═══ TEXT SEGMENT ═══

Rob R. answered 02/27/20
Former University Professor of Biology, Physiology and A&P
1A: F; Physiological osmolarity is 280-300 mOsm; 100 mOsm is less than 280 mOsm (hypotonic), therefore the cells will swell. Crenation only occurs during cell shrinkage.
1B: T: Under physiological conditions, RBC osmolarity is 280-300 mOsm. Sucrose has one osmotic particle per molecule. Therefore 300 mM sucrose = 300 mOsm, isosmotic to the RBC.
1C: T: 400 mM urea is greater in osmotic strength than a physiological solution (i.e.hyperosmotic). However, a RBC membrane is freely permeable to urea, therefore has much lower tonicity (hypotonic). In 400 mM urea, the cell would swell and lyse as if suspended in a solution of deionized water.
2B: The rate of cell shrinkage and crenation depends on membrane permeability to water; i.e., the faster water can exit the cell, the faster the cell can shrink in response to hypertonic solution. The greater the degree of hypertonicity of the solution (concentration of membrane impermeant solutes), the greater the osmotic force available to drive water out of the cells, causing shrinkage and crenation (force drives flow).
2C: The rate of subsequent swelling after osmotic shrinkage (Regulatory Volume Increase) depends on activation of sodium transport; in the human RBC, this is carried out by the Na-K-2Cl cotransporter, an electrically silent transport that is activated by cell shrinkage. Following transport activation, water osmotically follows Na+, K+ and Cl- out of the cell. Therefore the rate of cell swelling also is limited by membrane permeability to water (i.e., if water can't cross the cell membrane, then the cell volume can't change).

═══ RECORDED INFORMATION ═══

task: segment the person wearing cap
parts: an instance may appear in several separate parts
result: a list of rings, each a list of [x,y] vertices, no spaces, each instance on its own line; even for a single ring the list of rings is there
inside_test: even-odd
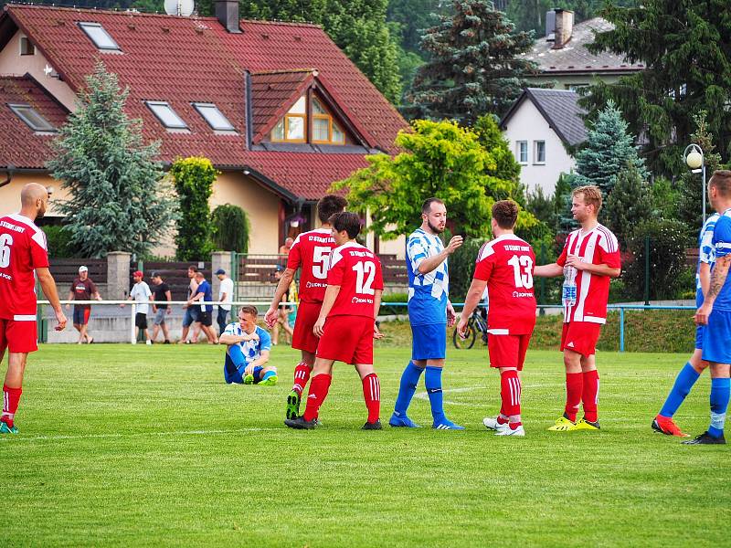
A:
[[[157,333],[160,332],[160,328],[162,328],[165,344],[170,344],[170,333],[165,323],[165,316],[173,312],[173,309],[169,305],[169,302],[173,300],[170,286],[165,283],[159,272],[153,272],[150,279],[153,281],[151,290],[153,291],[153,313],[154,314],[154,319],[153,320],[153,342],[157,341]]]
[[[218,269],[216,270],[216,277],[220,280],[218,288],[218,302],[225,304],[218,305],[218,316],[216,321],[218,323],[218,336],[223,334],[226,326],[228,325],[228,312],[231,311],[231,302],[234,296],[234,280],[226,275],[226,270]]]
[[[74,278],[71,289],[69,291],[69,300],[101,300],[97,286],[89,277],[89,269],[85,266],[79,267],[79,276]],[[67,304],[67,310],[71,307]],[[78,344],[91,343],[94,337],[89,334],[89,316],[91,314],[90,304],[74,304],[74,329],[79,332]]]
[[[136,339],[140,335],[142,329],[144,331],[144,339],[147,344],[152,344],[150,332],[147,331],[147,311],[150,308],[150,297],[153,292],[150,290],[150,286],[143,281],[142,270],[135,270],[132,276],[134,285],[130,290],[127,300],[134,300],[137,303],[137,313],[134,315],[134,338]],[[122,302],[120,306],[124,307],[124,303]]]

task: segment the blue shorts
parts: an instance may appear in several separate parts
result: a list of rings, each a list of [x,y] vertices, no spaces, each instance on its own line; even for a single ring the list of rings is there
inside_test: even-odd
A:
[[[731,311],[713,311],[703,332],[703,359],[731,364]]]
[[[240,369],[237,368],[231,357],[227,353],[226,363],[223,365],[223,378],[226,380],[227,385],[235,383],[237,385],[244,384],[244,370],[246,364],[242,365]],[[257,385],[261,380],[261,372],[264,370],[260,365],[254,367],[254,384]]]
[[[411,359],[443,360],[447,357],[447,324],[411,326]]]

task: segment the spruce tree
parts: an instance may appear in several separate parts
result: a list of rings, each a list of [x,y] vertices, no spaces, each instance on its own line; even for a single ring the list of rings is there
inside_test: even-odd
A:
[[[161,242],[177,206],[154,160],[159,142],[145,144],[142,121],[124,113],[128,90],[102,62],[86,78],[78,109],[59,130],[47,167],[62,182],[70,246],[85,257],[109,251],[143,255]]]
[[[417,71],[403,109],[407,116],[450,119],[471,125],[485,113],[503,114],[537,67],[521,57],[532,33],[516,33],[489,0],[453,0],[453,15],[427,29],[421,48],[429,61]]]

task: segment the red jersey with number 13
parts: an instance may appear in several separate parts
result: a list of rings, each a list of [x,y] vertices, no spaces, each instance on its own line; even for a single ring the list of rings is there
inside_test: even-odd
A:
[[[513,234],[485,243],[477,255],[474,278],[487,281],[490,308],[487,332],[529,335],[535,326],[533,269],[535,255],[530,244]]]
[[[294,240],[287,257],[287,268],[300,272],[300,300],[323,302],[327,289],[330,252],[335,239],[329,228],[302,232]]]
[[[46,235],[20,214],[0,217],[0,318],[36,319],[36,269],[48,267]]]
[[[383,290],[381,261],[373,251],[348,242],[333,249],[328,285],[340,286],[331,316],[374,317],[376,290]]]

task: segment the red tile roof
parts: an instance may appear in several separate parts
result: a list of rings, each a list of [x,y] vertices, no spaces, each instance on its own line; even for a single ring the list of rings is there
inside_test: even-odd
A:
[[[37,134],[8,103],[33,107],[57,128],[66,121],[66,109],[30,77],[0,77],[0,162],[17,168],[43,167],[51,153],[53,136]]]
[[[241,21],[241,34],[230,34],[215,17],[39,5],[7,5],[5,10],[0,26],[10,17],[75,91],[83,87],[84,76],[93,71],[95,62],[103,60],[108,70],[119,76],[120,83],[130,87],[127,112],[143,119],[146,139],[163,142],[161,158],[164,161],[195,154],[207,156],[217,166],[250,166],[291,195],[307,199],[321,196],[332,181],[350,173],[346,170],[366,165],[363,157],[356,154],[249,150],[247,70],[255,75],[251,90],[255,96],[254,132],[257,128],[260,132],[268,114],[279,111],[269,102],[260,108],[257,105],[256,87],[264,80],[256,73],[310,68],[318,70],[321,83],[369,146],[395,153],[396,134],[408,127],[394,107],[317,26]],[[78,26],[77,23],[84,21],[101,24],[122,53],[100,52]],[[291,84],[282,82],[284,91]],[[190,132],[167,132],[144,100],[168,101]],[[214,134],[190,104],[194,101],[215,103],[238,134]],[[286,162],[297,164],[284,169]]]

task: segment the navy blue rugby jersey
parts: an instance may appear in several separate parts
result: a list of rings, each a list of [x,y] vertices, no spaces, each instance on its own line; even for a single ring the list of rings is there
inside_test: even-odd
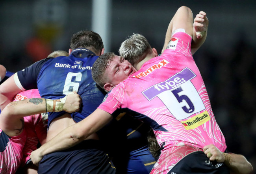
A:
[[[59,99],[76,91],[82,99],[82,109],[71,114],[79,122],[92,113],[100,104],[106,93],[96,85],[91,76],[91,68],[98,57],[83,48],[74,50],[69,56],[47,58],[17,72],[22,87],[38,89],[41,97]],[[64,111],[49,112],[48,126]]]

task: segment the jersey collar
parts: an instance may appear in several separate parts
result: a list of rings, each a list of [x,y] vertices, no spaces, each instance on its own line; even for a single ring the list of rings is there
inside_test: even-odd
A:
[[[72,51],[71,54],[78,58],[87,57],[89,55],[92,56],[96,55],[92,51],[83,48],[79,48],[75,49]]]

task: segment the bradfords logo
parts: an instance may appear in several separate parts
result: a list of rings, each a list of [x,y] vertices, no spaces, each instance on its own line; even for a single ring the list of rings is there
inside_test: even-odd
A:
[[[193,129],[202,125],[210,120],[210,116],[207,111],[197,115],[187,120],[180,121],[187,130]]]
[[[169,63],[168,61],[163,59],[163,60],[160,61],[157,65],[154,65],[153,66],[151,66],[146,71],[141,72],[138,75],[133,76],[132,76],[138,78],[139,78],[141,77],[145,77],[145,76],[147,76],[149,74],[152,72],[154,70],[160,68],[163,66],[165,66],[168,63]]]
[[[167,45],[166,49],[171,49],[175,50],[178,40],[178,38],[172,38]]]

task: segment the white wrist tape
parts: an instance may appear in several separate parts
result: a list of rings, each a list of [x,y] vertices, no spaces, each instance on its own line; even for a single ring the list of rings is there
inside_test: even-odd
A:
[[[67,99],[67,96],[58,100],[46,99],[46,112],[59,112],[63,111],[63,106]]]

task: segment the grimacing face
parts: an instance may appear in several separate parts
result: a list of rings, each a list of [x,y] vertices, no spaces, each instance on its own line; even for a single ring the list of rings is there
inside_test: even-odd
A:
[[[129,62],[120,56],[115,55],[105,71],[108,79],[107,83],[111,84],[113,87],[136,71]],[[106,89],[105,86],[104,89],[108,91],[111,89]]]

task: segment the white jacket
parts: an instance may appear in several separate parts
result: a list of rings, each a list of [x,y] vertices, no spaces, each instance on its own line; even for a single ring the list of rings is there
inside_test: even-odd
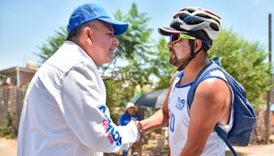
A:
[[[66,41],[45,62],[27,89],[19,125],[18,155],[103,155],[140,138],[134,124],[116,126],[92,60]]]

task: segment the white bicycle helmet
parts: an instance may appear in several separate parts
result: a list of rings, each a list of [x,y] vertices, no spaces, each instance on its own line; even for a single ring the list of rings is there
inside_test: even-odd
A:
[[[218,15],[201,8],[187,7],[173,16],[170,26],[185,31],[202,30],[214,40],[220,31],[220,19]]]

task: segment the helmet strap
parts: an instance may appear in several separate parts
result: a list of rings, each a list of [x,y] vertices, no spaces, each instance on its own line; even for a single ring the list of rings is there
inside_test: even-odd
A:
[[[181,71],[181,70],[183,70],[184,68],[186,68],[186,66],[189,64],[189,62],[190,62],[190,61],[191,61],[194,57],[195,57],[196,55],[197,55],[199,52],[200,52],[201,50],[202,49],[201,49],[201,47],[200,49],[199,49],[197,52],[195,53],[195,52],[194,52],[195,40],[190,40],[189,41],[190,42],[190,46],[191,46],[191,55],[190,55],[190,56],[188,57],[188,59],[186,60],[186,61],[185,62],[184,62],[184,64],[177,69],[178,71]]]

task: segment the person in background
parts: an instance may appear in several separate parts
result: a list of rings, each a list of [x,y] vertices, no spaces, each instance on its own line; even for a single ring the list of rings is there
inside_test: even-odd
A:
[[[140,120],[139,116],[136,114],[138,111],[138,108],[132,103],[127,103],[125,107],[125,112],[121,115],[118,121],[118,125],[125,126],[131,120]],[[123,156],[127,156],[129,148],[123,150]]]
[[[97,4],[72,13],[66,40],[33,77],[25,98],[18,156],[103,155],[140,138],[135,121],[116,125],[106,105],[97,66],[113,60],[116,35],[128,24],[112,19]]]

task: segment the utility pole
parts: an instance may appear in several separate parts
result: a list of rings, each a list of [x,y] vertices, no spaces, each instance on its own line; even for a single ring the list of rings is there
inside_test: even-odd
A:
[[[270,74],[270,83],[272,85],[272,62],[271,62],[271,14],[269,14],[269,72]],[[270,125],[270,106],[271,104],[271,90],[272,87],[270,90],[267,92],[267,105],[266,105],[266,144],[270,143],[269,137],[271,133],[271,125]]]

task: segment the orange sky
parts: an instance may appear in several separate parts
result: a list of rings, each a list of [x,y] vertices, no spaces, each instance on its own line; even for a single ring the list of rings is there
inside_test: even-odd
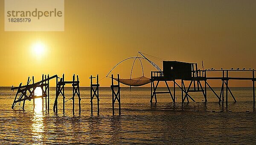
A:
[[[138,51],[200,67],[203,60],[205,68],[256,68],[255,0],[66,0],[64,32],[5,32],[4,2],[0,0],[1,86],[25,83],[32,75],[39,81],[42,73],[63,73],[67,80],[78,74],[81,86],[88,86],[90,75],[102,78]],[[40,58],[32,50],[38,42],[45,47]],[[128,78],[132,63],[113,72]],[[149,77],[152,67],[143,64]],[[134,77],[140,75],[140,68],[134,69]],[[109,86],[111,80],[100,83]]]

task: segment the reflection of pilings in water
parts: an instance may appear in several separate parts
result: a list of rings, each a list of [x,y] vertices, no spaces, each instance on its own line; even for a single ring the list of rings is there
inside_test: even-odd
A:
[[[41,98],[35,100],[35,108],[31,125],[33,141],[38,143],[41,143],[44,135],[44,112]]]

═══
═══ RECORDED INFORMATION ═══

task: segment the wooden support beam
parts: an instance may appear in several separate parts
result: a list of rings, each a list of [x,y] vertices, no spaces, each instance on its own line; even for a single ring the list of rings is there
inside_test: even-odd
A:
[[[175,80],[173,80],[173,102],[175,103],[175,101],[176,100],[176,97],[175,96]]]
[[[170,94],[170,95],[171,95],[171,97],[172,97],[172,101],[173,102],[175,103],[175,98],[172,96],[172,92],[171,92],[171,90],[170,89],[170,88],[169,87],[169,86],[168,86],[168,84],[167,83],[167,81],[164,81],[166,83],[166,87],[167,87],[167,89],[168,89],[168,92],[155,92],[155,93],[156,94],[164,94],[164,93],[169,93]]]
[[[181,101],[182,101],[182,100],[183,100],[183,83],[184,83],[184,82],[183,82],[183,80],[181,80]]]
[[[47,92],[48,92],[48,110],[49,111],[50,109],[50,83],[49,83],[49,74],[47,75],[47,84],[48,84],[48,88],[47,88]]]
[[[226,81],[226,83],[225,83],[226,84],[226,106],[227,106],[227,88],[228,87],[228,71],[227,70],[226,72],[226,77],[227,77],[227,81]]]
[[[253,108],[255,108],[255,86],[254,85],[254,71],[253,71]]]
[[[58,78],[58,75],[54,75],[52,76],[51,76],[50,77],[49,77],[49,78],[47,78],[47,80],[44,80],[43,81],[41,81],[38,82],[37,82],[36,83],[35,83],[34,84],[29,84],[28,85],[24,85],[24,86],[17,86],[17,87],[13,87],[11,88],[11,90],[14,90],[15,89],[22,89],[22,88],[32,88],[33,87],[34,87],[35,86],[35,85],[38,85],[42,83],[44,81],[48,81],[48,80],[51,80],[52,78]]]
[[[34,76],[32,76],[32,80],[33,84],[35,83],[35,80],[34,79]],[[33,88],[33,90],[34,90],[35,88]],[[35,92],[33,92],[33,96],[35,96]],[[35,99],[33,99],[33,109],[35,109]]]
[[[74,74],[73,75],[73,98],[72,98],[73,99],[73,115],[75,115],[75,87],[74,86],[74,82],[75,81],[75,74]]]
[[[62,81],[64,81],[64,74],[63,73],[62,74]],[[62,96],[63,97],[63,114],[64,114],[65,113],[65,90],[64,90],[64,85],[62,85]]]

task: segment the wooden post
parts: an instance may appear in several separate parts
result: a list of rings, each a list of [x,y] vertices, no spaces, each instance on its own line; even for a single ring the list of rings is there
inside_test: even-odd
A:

═══
═══ RECORDED INFORMATION ═══

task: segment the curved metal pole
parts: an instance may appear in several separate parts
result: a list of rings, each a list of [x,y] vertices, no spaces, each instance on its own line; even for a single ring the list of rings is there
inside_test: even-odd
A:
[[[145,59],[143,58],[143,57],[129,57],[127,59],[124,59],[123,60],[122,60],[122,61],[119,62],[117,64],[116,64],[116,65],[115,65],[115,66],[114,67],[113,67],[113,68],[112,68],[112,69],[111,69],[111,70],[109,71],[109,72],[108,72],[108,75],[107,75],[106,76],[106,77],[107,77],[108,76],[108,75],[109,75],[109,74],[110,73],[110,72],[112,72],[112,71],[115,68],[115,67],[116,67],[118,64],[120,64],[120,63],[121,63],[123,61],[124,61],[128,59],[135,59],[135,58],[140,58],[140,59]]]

═══

#### TASK DESCRIPTION:
Pick up the answer on red blood cell osmolarity and volume changes where it stops, and write the next part.

#### OUTPUT OF THE EXERCISE:
2D: What governs whether the cells swell and lyse is the concentration of membrane impermeant solutes outside the cell relative to those inside the cell. If the outside concentration of impermeant solutes is much less (hypotonic) than that inside the cell, then the cell will swell, and perhaps will lyse if the difference is extreme and osmotic swelling exceeds the mechanical durability of the cell membrane.
3A1: Cane sugar (sucrose) has 1 osmotic particle per molecule, therfore 280 mM sucrose is 280 mOsm (the same osmolarity as physiological solutions), isosmotic. Sucrose is membrane impermeant and therefore the same tonicity as a RBC at 280 mOsm, and hence will not cause lysis.
3A2: 140 mOsm sucrose plus 154 mM NaCl (2 x 154 = 308 mOsm) is 448 mOsm total. 448 mOsm is hyperosmotic to physiological saline; Sucrose and NaCl are membrane impermeant. Therefore 448 mOsm is hypertonic to RBCs (280-300 mOsm at physiolgical conditions). In hypertonic solution, the RBCs will shrink, not lyse = no hemolysis.
3A3. 280 mM urea is isosmotic to physiological saline. Hoever, urea is membrane permeant, and therefore not osmotically active in the presence of RBCs. In this case, the urea solution behaves like water alone, is severely hypotonic to RBCs, causing the cells to swell and hemolysis to occur.
3A4: 1 M urea alone is extremely hyperosmotic to physiological saline. However, because urea is membrane permeant, we can ignore it with respect to tonicity. 154 mM NaCl is (2 x 154) 308 mOsm, which is near to, but only slightly hyperosmotic compared to physiological osmolarity. All the tonicity in this combined solution is due to NaCl, 308 mOsm, which is very slightly hypertonic to RBCs. This may cause slight shrinkage, but certainly will not cause hemolysis.